━━ Page excerpt

The Second Interdisciplinary Symposium on


September 4-6, 2009

Hosted by S. BRENT RODRIGUEZ-PLATE at Hamilton College
in cooperation with JAMES W. WATTS, Syracuse University


with funding from
the Gladys Krieble Delmas Foundation
Hamilton College
Syracuse University



Panelists:

  • PHILIP P. ARNOLD (Syracuse)—Native American Traditions, Material Culture
  • TIMOTHY BEAL (Case Western)—Bible and Culture, Bible Business
  • ZE'EV ELITZUR (Ben-Gurion)—Ancient Judaism, Iconic Books
  • LISA GITELMAN (New York U.)—Media Studies, English, History of Technology
  • M. PATRICK GRAHAM (Emory)—Religious Imagery, Libraries, Bible, Bibliography
  • JASON LARSON (Syracuse)—Early Christianity, Gospels, Cultural Memory, Archives
  • TAZIM R. KASSAM (Syracuse)—Islam, Devotional Literature, Performance
  • GURINDER SINGH MANN (Santa Barbara)—Sikhism, Scripture Studies
  • KRISTINA MYRVOLD (Lund)— Sikhism, Anthropology of Religions, Ritual Studies
  • DORINA MILLER PARMENTER (Spalding)—Iconic Books, Christian Thought, Book Arts
  • S. BRENT RODRIGUEZ-PLATE (Hamilton)—Religious Visual Culture, Script
  • JOANNE PUNZO WAGHORNE (Syracuse)—Hinduism, Globalized Religions, Ritual
  • JAMES W. WATTS (Syracuse)—Hebrew Bible, Ritual, Scripture Studies
  • YOHAN YOO (Seoul)—Theories of Comparative Religion

Synopsis:

The following synopsis has been culled from notes of the symposium sessions. It is offered here to provide some sense of the symposium’s topics and discussions, especially for those who could not attend but may wish to participate in the future. These summaries of participants’ comments are not verbatim nor are they complete, and may not be used for citation. For further information about the topics mentioned here, refer first to the participants’ published works (see the Iconic Books Bibliography) and then contact the individual participants themselves.

Friday, September 4th:
            Scholars working in different disciplines and specializing in different cultures and time periods gathered to share data and insights on iconic books and texts. Brent Plate (Hamilton) opened the symposium and introduced Dean Joseph Urgo who welcomed the assembled scholars to Hamilton College.

Jim Watts (Syracuse University) gave the opening address. He reviewed the nine-year history of the Iconic Books Project that set the stage of this series of symposia. The goal is to create a new academic discourse around this subject. The last symposium put six significant issues on the table that participants this year might want to take up. Jim Watts

  • Is the terminology of “icon” and “iconic” appropriate for texts from unrelated cultures and time periods? What alternative terms are available? Dori Parmenter has defined “iconic book” as functionally identical to icons as understood by Eastern Orthodox theologians.
  • The problem of comparison: Comparisons between superficially similar phenomena in separate cultures and periods suffer from lack of control, as is widely recognized. How can comparison of iconic book practices avoid this well-known pitfall? Watts noted that comparative study casts the materials of his own specialty in a different light and, for him, that is its principal value.
  • The distinction between religious and secular texts: Is there anything distinctive about the iconicity of religious texts?

━━━━
━━ Material provided

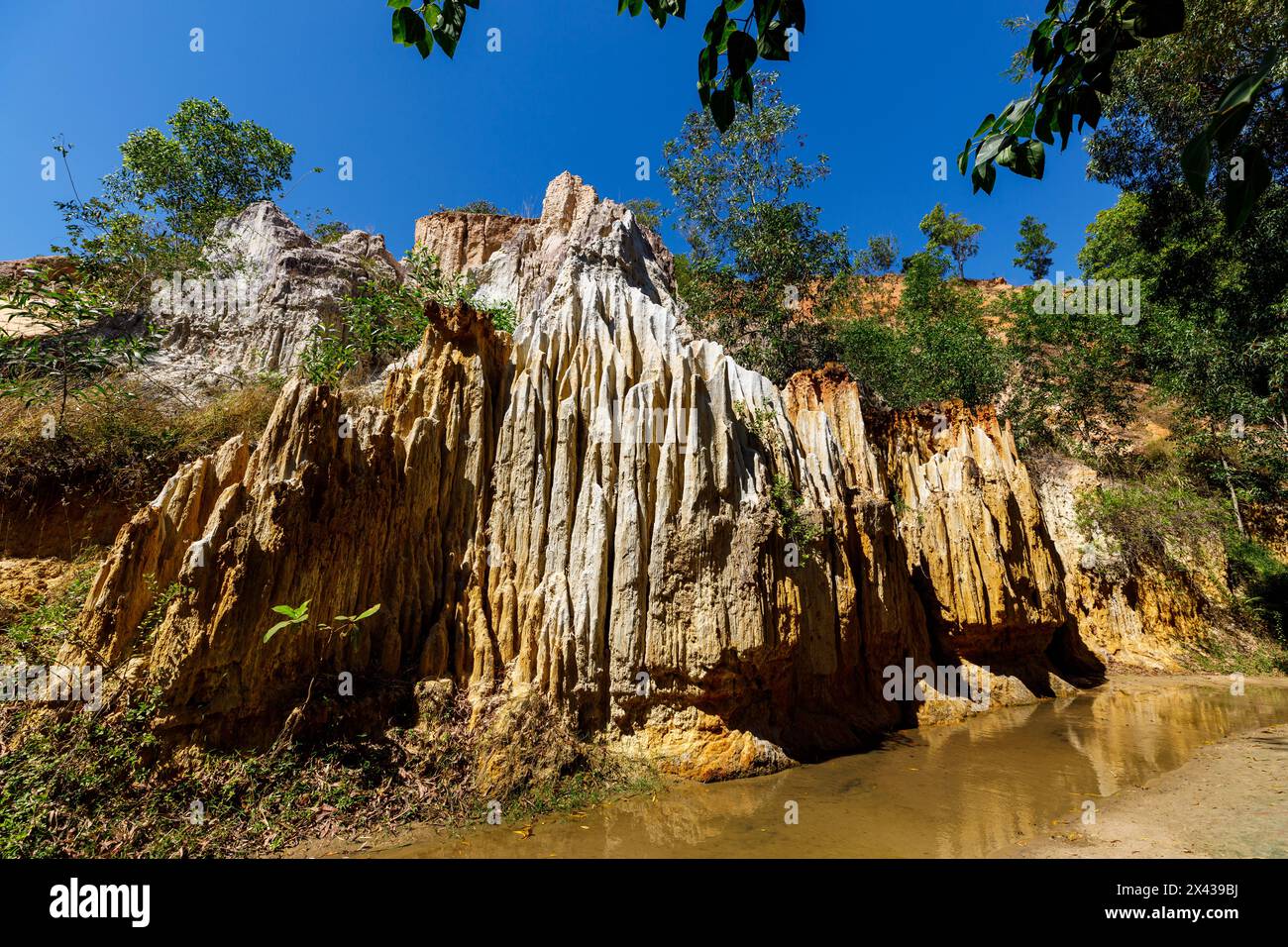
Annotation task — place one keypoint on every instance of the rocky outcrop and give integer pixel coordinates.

━━━━
━━ Material provided

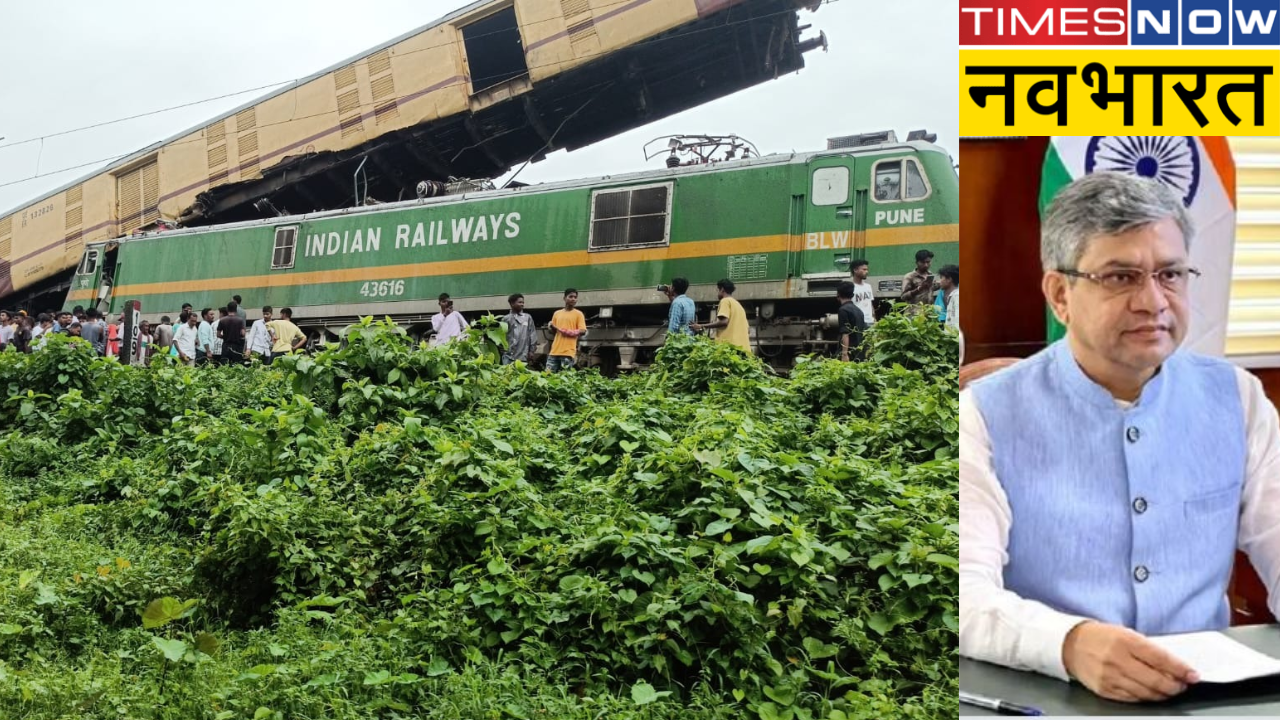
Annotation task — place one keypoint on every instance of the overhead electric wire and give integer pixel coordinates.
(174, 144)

━━━━

* Parts of the exercise:
- a) According to the symposium page, who gave the opening address on Friday, September 4th?
- b) On the symposium page, quote the stretch from "Jim Watts (Syracuse" through "Eastern Orthodox theologians.".
- c) Continue the symposium page on iconic books from where it stops.

* Answers:
- a) Jim Watts of Syracuse University gave the opening address.

- b)
Jim Watts (Syracuse University) gave the opening address. He reviewed the nine-year history of the Iconic Books Project that set the stage of this series of symposia. The goal is to create a new academic discourse around this subject. The last symposium put six significant issues on the table that participants this year might want to take up. Jim Watts

  • Is the terminology of “icon” and “iconic” appropriate for texts from unrelated cultures and time periods? What alternative terms are available? Dori Parmenter has defined “iconic book” as functionally identical to icons as understood by Eastern Orthodox theologians.

- c)
  • The functional relationship between iconicity and the other dimensions of texts: How do practices of visual display and material manipulation influence the reading and interpretation of particular text? Watts reviewed briefly his own theory of the three dimensions (semantic, performative, iconic) of texts, then invited critique and alternative proposals.
  • The socio-political location of iconic book practices: Books and other texts mediate social power both within communities and between them. They do so iconically as well as semantically, though with different effects.
  • Value-judgments about iconic book practices: The usual attitude of scholars towards iconic book and text practices is disparaging and dismissive. Not only do such judgments interfere with analyzing the phenomenon, but these old preconceptions also need to be studied and understood in social context.

Watts proceeded to apply some observations from the first symposium to materials in his own field. Surviving texts from the ancient Near East exhibit four kinds of iconicity: (1) tablets and scrolls serve as marks of status and expertise in portraits of scribes; (2) monumental texts demonstrate royal and temple power and wealth; (3) kings and priests displayed old texts to legitimize ritual performances; (4) myths describe heavenly texts in which the gods write human fates. This last category includes Mesopotamian stories of battles among the gods to possess such “Tablets of Destiny” and thereby become king of the gods. These myths reflect the politics of textual production and possession in many ancient Near Eastern courts. The Assyrian king, Assurbanipal, built his massive library through conquest and used it as an instrument of oversight and control. The myths reflect the fact that possession of iconic texts conveys cultural prestige and political supremacy.

Saturday, September 5th:
            The symposium proceeded on the following days with discussion sessions introduced by presentations by each of the panellists.

Brent Plate9:00: Brent Plate (Hamilton College) pointed out that written words are images. He illustrated this point by noting how the shape of handwritten script or printed typefaces has been used in advertising, in Qur’anic manuscripts and in graffiti. Page layout also influences how readers receive the image of the text. Qur’anic pages frequently have borders that frame them and Bibles are conventionally laid out in two columns. Explicit agendas often determine choices of font and layout: the Protestants’ emphasis on clarity and communication stimulated the creation of more readable fonts (e.g. Baskerville) which has been continued by advertisers who design for communicative transparency (e.g. Helvetica). Plate concluded that “words are images,” thus interpretation is also emotional and affective. As a result the three dimensions of texts (semantic, performative and iconic) cannot be separated. All three always influence readers.
            Dan Moseson (Syracuse) observed that differences in script and font are the visual equivalent of differences in tone and inflection in speech. Zeev Elitzur (Ben-Gurion) remarked that we should distinguish between iconic “texts” by virtue of their script or font and iconic “books” by virtue of their physical form.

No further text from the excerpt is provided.